__Instructions to follow__: Restate word for word the lines that begin the listing and end with the line holding "Target: person's shoulder".

═════ Data section

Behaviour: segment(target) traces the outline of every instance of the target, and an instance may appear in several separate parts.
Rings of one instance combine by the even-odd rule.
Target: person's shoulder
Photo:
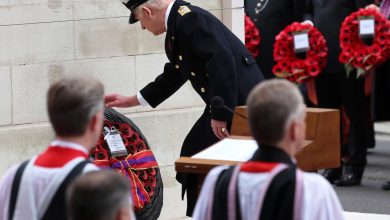
[[[90,162],[90,163],[87,163],[85,165],[85,167],[83,168],[83,174],[86,174],[88,172],[92,172],[92,171],[98,171],[100,170],[100,168],[98,166],[96,166],[94,163]]]
[[[176,13],[177,13],[176,20],[179,23],[201,22],[205,19],[209,20],[213,16],[208,11],[191,4],[180,5]]]
[[[317,173],[303,172],[303,181],[305,185],[318,189],[333,190],[332,185],[323,176]]]
[[[3,176],[2,176],[2,178],[1,179],[7,179],[7,178],[14,178],[14,176],[15,176],[15,174],[16,174],[16,171],[18,170],[18,168],[19,168],[19,166],[20,166],[21,164],[15,164],[15,165],[12,165],[10,168],[8,168],[5,172],[4,172],[4,174],[3,174]]]

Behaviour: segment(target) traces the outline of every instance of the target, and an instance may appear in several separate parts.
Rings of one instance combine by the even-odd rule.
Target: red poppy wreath
[[[129,118],[119,112],[107,108],[104,117],[105,129],[120,135],[124,153],[114,155],[107,143],[108,135],[102,133],[90,151],[91,160],[100,168],[111,169],[128,179],[137,219],[157,219],[162,208],[163,183],[146,138]]]
[[[254,58],[260,54],[260,32],[249,16],[245,15],[245,47]]]
[[[361,37],[361,20],[373,20],[371,44]],[[360,9],[345,18],[340,30],[341,53],[339,61],[347,74],[357,70],[357,77],[364,76],[373,67],[390,57],[390,23],[376,9]]]
[[[308,34],[309,48],[305,57],[299,57],[294,50],[294,35]],[[274,44],[273,72],[277,77],[294,83],[307,82],[320,74],[326,65],[328,48],[323,35],[312,25],[294,22],[276,36]]]

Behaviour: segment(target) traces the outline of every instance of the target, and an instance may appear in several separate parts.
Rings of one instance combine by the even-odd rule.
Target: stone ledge
[[[9,67],[0,67],[0,125],[12,123],[11,72]]]
[[[374,129],[376,134],[390,135],[390,122],[377,122]]]
[[[126,116],[141,129],[159,165],[166,166],[178,158],[185,135],[202,112],[203,108],[188,108]],[[44,150],[53,137],[49,123],[0,126],[0,176],[11,165]]]

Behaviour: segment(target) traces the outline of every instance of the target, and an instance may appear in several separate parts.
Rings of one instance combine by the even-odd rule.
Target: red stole
[[[34,165],[46,168],[61,168],[77,157],[87,158],[88,155],[81,150],[73,148],[49,146],[45,152],[37,157]]]

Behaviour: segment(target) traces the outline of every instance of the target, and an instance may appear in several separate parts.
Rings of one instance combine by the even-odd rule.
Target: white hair
[[[165,7],[167,7],[170,2],[171,2],[170,0],[149,0],[136,7],[133,13],[135,13],[137,17],[142,17],[143,14],[140,13],[142,7],[147,7],[155,10],[162,10]]]
[[[257,85],[247,99],[251,131],[256,140],[277,144],[293,121],[302,120],[305,104],[298,88],[283,79]]]

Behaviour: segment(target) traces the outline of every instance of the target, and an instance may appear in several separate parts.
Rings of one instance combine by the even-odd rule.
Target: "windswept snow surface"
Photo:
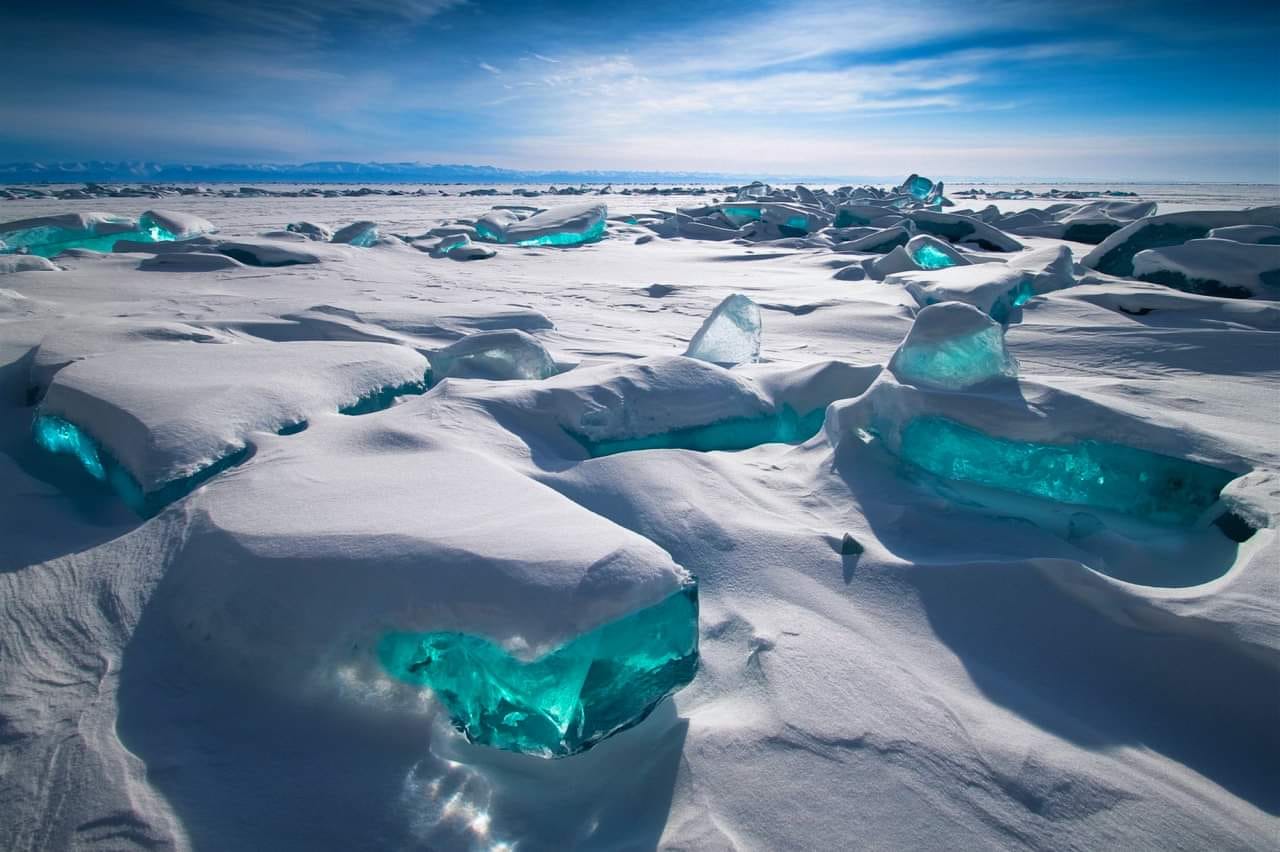
[[[1274,188],[617,189],[0,199],[0,845],[1280,849]]]

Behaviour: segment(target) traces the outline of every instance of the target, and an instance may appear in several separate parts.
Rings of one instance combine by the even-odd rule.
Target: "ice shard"
[[[907,423],[899,453],[944,479],[1172,527],[1195,524],[1235,478],[1220,468],[1120,444],[1016,441],[937,416]]]
[[[1016,376],[1018,362],[1004,330],[963,302],[930,305],[916,315],[889,370],[907,384],[962,390],[998,376]]]
[[[158,225],[147,230],[135,219],[110,213],[67,213],[0,224],[0,254],[24,253],[54,257],[72,248],[111,251],[121,240],[159,242],[174,235]]]
[[[524,661],[482,636],[391,633],[379,659],[430,687],[455,728],[481,745],[541,757],[585,751],[643,721],[698,668],[698,589]]]
[[[722,366],[758,361],[760,331],[760,307],[734,293],[703,321],[684,354]]]

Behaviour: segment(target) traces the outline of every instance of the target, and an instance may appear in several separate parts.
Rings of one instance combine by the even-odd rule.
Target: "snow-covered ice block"
[[[122,496],[151,514],[245,452],[251,433],[421,393],[426,374],[425,357],[392,344],[142,343],[58,371],[37,424],[53,418],[82,432],[135,484]]]
[[[264,691],[428,686],[468,739],[542,757],[693,678],[696,587],[662,548],[399,413],[208,487],[164,602],[191,653]]]
[[[330,239],[331,243],[368,248],[378,242],[378,223],[369,221],[352,222],[340,228]]]
[[[208,219],[194,213],[180,213],[174,210],[148,210],[138,220],[139,230],[156,236],[152,229],[168,235],[168,239],[186,240],[205,234],[215,233],[218,229]],[[153,240],[159,242],[160,240]]]
[[[431,353],[433,380],[545,379],[557,372],[555,359],[531,334],[518,329],[482,331]]]
[[[1213,228],[1208,236],[1220,240],[1234,240],[1237,243],[1280,245],[1280,228],[1271,225],[1227,225],[1224,228]]]
[[[298,266],[343,259],[337,248],[310,242],[304,248],[283,240],[225,240],[218,242],[214,250],[247,266]]]
[[[907,288],[921,307],[965,302],[1002,325],[1017,321],[1018,311],[1035,296],[1075,283],[1071,250],[1050,246],[1022,252],[1006,263],[978,263],[890,275],[889,283]]]
[[[889,369],[907,384],[962,390],[1016,376],[1018,362],[999,323],[972,305],[942,302],[916,314]]]
[[[883,448],[937,477],[916,481],[958,505],[1027,518],[1085,549],[1100,547],[1099,554],[1127,553],[1131,564],[1093,563],[1113,576],[1195,585],[1230,565],[1222,558],[1229,545],[1214,524],[1228,511],[1223,489],[1250,466],[1212,436],[1160,419],[1022,379],[957,393],[903,384],[890,370],[865,394],[836,403],[826,430],[838,453]],[[1129,537],[1128,550],[1108,535],[1076,541],[1082,519]],[[1133,547],[1164,535],[1161,527],[1199,542],[1179,539],[1176,547],[1207,547],[1202,555],[1217,556],[1169,565],[1167,551]]]
[[[912,210],[907,216],[917,230],[953,243],[972,243],[987,251],[1019,251],[1022,248],[1022,243],[1013,237],[971,216],[933,210]]]
[[[1280,205],[1249,210],[1195,210],[1139,219],[1107,237],[1081,263],[1108,275],[1133,274],[1133,256],[1144,249],[1181,245],[1232,225],[1280,227]]]
[[[684,354],[720,365],[757,361],[760,332],[760,307],[741,293],[734,293],[716,305]]]
[[[901,218],[901,214],[898,211],[889,207],[881,207],[874,204],[842,204],[836,209],[836,219],[833,224],[837,228],[870,225],[885,216],[893,215]]]
[[[893,251],[898,246],[905,246],[910,239],[911,232],[907,228],[901,225],[894,225],[889,228],[881,228],[854,240],[837,243],[835,250],[853,254],[884,254]]]
[[[327,243],[333,239],[333,231],[326,225],[318,225],[315,222],[290,222],[285,225],[285,230],[292,234],[301,234],[309,240]]]
[[[1206,238],[1145,249],[1133,276],[1204,296],[1280,298],[1280,245]]]
[[[28,385],[36,399],[44,396],[59,370],[76,361],[150,343],[233,343],[216,329],[161,319],[79,319],[54,326],[31,354]]]
[[[63,213],[0,223],[0,253],[23,251],[53,257],[69,248],[110,251],[118,240],[147,240],[148,236],[136,219],[127,216]]]
[[[574,246],[603,237],[608,216],[600,202],[553,207],[528,218],[502,210],[476,222],[476,234],[482,240],[517,246]]]
[[[979,263],[920,272],[899,272],[885,280],[900,284],[921,307],[939,302],[965,302],[997,322],[1016,320],[1017,308],[1035,296],[1033,277],[1005,264]]]

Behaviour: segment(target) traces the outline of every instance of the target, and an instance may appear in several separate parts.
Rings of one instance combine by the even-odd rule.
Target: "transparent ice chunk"
[[[430,687],[455,728],[494,748],[563,757],[641,722],[698,668],[698,589],[605,624],[531,661],[467,633],[391,633],[378,656]]]
[[[758,361],[760,331],[760,307],[741,293],[734,293],[703,321],[684,354],[730,366]]]
[[[470,334],[430,356],[436,379],[546,379],[559,369],[538,339],[518,329]]]
[[[972,305],[941,302],[916,315],[889,370],[907,384],[962,390],[997,376],[1016,376],[1018,362],[999,323]]]

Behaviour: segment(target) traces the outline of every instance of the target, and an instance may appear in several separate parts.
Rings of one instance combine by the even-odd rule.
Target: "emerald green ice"
[[[1110,444],[1039,444],[987,435],[943,417],[902,430],[902,458],[945,479],[1189,527],[1235,474]]]
[[[724,207],[721,212],[734,225],[745,225],[747,222],[759,221],[764,216],[764,210],[760,207]]]
[[[38,414],[31,424],[37,446],[55,455],[75,457],[85,472],[105,482],[136,514],[149,518],[180,500],[222,471],[234,467],[251,453],[243,447],[228,453],[190,476],[173,479],[152,491],[144,491],[125,467],[76,424],[51,414]]]
[[[937,246],[931,246],[928,243],[917,248],[911,253],[911,259],[921,269],[946,269],[949,266],[955,266],[956,262]]]
[[[628,453],[634,450],[747,450],[760,444],[801,444],[818,434],[826,416],[825,408],[816,408],[801,416],[784,405],[776,414],[760,417],[737,417],[706,426],[691,426],[640,438],[592,441],[575,436],[593,458]]]
[[[596,222],[590,228],[581,233],[577,231],[557,231],[554,234],[543,234],[539,237],[530,237],[527,240],[517,240],[513,245],[517,246],[576,246],[582,243],[590,243],[604,236],[605,222],[603,219]]]
[[[115,234],[95,234],[83,228],[60,228],[42,225],[22,231],[9,231],[0,237],[0,254],[12,254],[20,249],[40,257],[54,257],[67,249],[80,248],[109,252],[121,240],[140,243],[163,243],[176,240],[177,236],[143,216],[138,228]]]
[[[390,633],[378,659],[429,687],[473,743],[540,757],[585,751],[649,715],[698,668],[698,589],[605,624],[531,661],[468,633]]]

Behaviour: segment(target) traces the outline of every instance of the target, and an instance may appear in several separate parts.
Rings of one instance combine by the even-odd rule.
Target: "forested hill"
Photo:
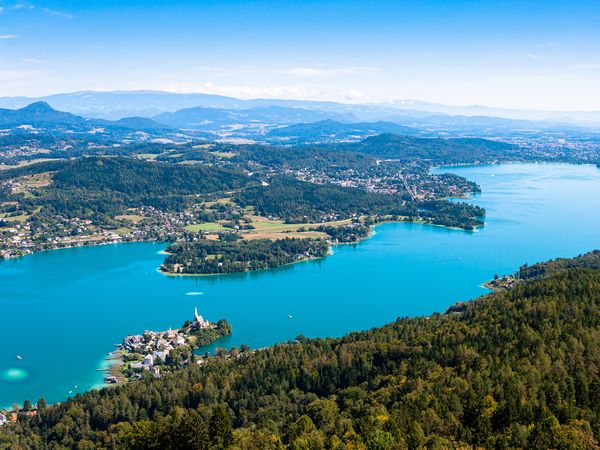
[[[599,370],[600,271],[567,269],[453,312],[41,402],[0,447],[592,449]]]
[[[396,134],[380,134],[349,144],[348,149],[378,158],[429,160],[444,164],[475,164],[477,162],[520,159],[517,146],[488,139],[417,138]]]
[[[600,250],[594,250],[575,258],[557,258],[532,266],[524,265],[519,269],[518,277],[522,280],[542,278],[574,268],[600,270]]]
[[[241,171],[203,165],[177,165],[127,157],[84,157],[48,161],[0,172],[0,179],[49,172],[48,182],[31,196],[13,196],[26,210],[45,217],[110,221],[127,208],[152,206],[182,210],[196,195],[235,190],[258,181]],[[6,195],[6,194],[5,194]]]
[[[133,158],[79,158],[53,177],[61,189],[110,190],[135,195],[212,193],[237,189],[252,181],[241,172],[202,165],[184,166]]]
[[[462,202],[408,201],[399,194],[387,195],[333,184],[318,185],[276,176],[268,186],[252,186],[235,196],[243,206],[252,205],[263,216],[277,216],[287,223],[324,222],[352,216],[405,217],[426,223],[473,230],[482,226],[485,210]]]

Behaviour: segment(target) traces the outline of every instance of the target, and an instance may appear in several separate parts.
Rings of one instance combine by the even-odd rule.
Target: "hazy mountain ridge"
[[[36,101],[46,101],[54,108],[87,117],[120,119],[126,116],[152,117],[186,108],[251,109],[278,106],[319,110],[335,114],[353,114],[359,121],[390,120],[393,116],[428,115],[488,116],[496,118],[558,122],[582,126],[599,126],[600,111],[536,111],[488,106],[451,106],[417,100],[396,100],[379,104],[347,104],[327,101],[252,99],[241,100],[214,94],[179,94],[161,91],[82,91],[44,97],[0,97],[0,107],[22,108]]]
[[[157,133],[175,131],[168,125],[145,117],[125,117],[117,121],[89,119],[58,111],[43,101],[20,109],[0,109],[0,126],[8,129],[64,132],[99,132],[102,129]]]
[[[283,106],[261,106],[243,110],[210,108],[199,106],[175,112],[158,114],[153,119],[178,128],[218,128],[232,124],[292,124],[316,122],[325,119],[356,120],[350,114],[332,114],[322,111],[289,108]]]

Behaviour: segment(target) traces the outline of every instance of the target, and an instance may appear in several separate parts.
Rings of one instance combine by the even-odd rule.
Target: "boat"
[[[23,357],[21,355],[17,355],[17,359],[23,359]]]
[[[292,316],[291,314],[288,314],[288,319],[291,319],[292,317],[294,317],[294,316]]]

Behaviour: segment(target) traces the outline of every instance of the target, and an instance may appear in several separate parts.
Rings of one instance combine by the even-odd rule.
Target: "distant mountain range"
[[[331,118],[345,121],[357,120],[352,114],[333,114],[282,106],[256,106],[243,110],[196,107],[165,112],[153,117],[155,121],[173,127],[204,130],[216,130],[228,125],[282,125]]]
[[[0,109],[0,129],[44,133],[107,134],[125,137],[129,133],[148,133],[162,136],[177,130],[145,117],[126,117],[115,121],[89,119],[69,112],[58,111],[46,102],[35,102],[20,109]]]
[[[0,107],[22,108],[37,101],[85,117],[121,119],[128,116],[146,118],[189,108],[253,110],[261,108],[293,108],[319,111],[321,116],[298,121],[333,119],[341,121],[397,121],[398,118],[424,118],[431,115],[487,116],[513,120],[600,126],[600,111],[534,111],[492,108],[487,106],[449,106],[417,100],[397,100],[381,104],[345,104],[336,102],[255,99],[240,100],[212,94],[177,94],[160,91],[83,91],[46,97],[0,97]],[[279,111],[281,113],[281,111]],[[306,114],[306,113],[305,113]],[[396,120],[393,120],[395,118]],[[256,119],[260,120],[260,118]]]
[[[122,100],[128,98],[126,94],[118,95],[124,95]],[[217,97],[217,102],[229,102],[230,106],[249,104],[233,104],[237,100],[227,97],[203,98],[212,97]],[[191,101],[185,96],[183,100]],[[559,137],[576,133],[581,138],[589,135],[598,139],[598,134],[593,129],[554,122],[423,112],[408,116],[398,110],[387,115],[389,120],[360,120],[365,114],[376,115],[373,111],[367,114],[364,109],[359,113],[343,108],[336,112],[331,104],[321,104],[325,110],[279,105],[253,106],[247,109],[201,106],[162,112],[151,118],[131,116],[108,120],[60,111],[45,101],[38,101],[19,109],[0,109],[0,134],[10,137],[44,134],[55,138],[77,138],[103,143],[207,139],[279,145],[357,142],[380,134],[503,138],[535,137],[544,132]]]

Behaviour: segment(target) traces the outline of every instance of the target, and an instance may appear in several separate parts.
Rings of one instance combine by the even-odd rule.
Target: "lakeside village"
[[[126,336],[107,358],[109,367],[99,370],[109,371],[104,377],[107,385],[146,377],[160,378],[188,364],[204,364],[208,356],[194,355],[194,350],[230,334],[231,325],[226,320],[209,322],[198,314],[196,308],[194,319],[187,320],[177,330],[144,331],[143,334]],[[39,408],[45,406],[45,402],[34,405],[25,401],[22,407],[15,404],[12,410],[0,410],[0,427],[19,421],[19,417],[33,417]]]
[[[144,331],[126,336],[107,358],[109,375],[107,384],[145,377],[159,378],[163,374],[189,364],[203,364],[204,358],[194,355],[194,350],[205,347],[223,336],[231,334],[226,320],[209,322],[194,310],[194,319],[186,321],[178,330]]]
[[[519,283],[519,279],[514,275],[494,275],[494,279],[483,283],[483,287],[492,291],[510,290]]]

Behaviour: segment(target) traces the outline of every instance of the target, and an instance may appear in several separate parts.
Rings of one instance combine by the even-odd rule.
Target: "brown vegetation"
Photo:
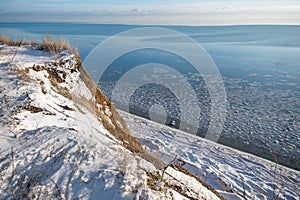
[[[10,38],[7,38],[4,35],[0,35],[0,44],[6,44],[9,46],[17,46],[19,44],[19,41],[15,41]]]
[[[38,112],[42,112],[43,111],[43,109],[38,108],[38,107],[33,106],[33,105],[24,106],[23,109],[28,110],[28,111],[30,111],[32,113],[38,113]]]
[[[105,109],[107,106],[110,111],[112,112],[111,116],[106,116],[109,119],[103,120],[103,126],[114,136],[116,139],[122,142],[123,146],[130,150],[133,153],[145,153],[145,150],[143,149],[142,145],[138,142],[136,138],[134,138],[127,128],[127,125],[123,118],[119,115],[115,107],[112,105],[110,100],[102,93],[102,91],[97,88],[95,92],[95,110],[96,114],[100,118],[104,118],[103,114],[101,113],[101,110],[98,110],[97,104],[101,105],[102,108]],[[119,123],[119,124],[118,124]]]
[[[74,111],[74,109],[73,108],[70,108],[69,106],[67,106],[67,105],[59,105],[60,107],[62,107],[64,110],[69,110],[69,111]]]
[[[80,71],[80,78],[83,80],[87,88],[94,94],[96,103],[91,109],[95,111],[97,116],[103,120],[103,126],[119,141],[123,143],[123,146],[133,153],[145,153],[142,145],[134,138],[126,125],[124,119],[120,116],[111,101],[104,95],[104,93],[98,88],[97,84],[93,81],[88,72],[81,66],[78,67]],[[101,112],[97,107],[101,105],[103,109],[107,106],[112,115],[107,116]],[[104,116],[105,115],[105,116]]]
[[[34,41],[25,41],[23,38],[21,40],[13,40],[4,35],[0,35],[0,44],[6,44],[8,46],[37,45]]]
[[[42,42],[39,44],[35,41],[26,41],[23,38],[21,40],[13,40],[4,35],[0,35],[0,44],[6,44],[8,46],[21,46],[30,45],[35,46],[39,50],[48,51],[52,55],[59,54],[62,50],[68,50],[70,53],[74,54],[78,65],[81,65],[81,59],[78,53],[78,49],[72,48],[68,40],[64,38],[54,39],[50,35],[44,37]]]
[[[174,165],[171,164],[170,167],[190,176],[195,178],[198,182],[200,182],[203,186],[205,186],[207,189],[209,189],[210,191],[212,191],[217,197],[219,197],[222,200],[225,200],[224,197],[222,197],[212,186],[208,185],[206,182],[204,182],[203,180],[201,180],[198,176],[196,176],[195,174],[193,174],[192,172],[190,172],[189,170],[179,166],[179,165]]]
[[[43,51],[48,51],[52,55],[57,55],[62,50],[68,50],[70,53],[74,54],[75,59],[78,65],[81,65],[81,59],[78,53],[78,49],[72,48],[68,40],[64,38],[54,39],[50,35],[47,35],[42,40],[42,43],[39,45],[39,49]]]
[[[41,50],[49,51],[53,54],[59,53],[60,50],[68,50],[72,52],[69,42],[66,39],[55,40],[49,35],[44,37],[42,43],[39,45]]]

══════════

__Solution__:
Behaviour: segment(target) traces the outline of every instance of the target, and an instance may appear in several separate parts.
Rings of one instance combine by the even-odd rule.
Target: person's shoulder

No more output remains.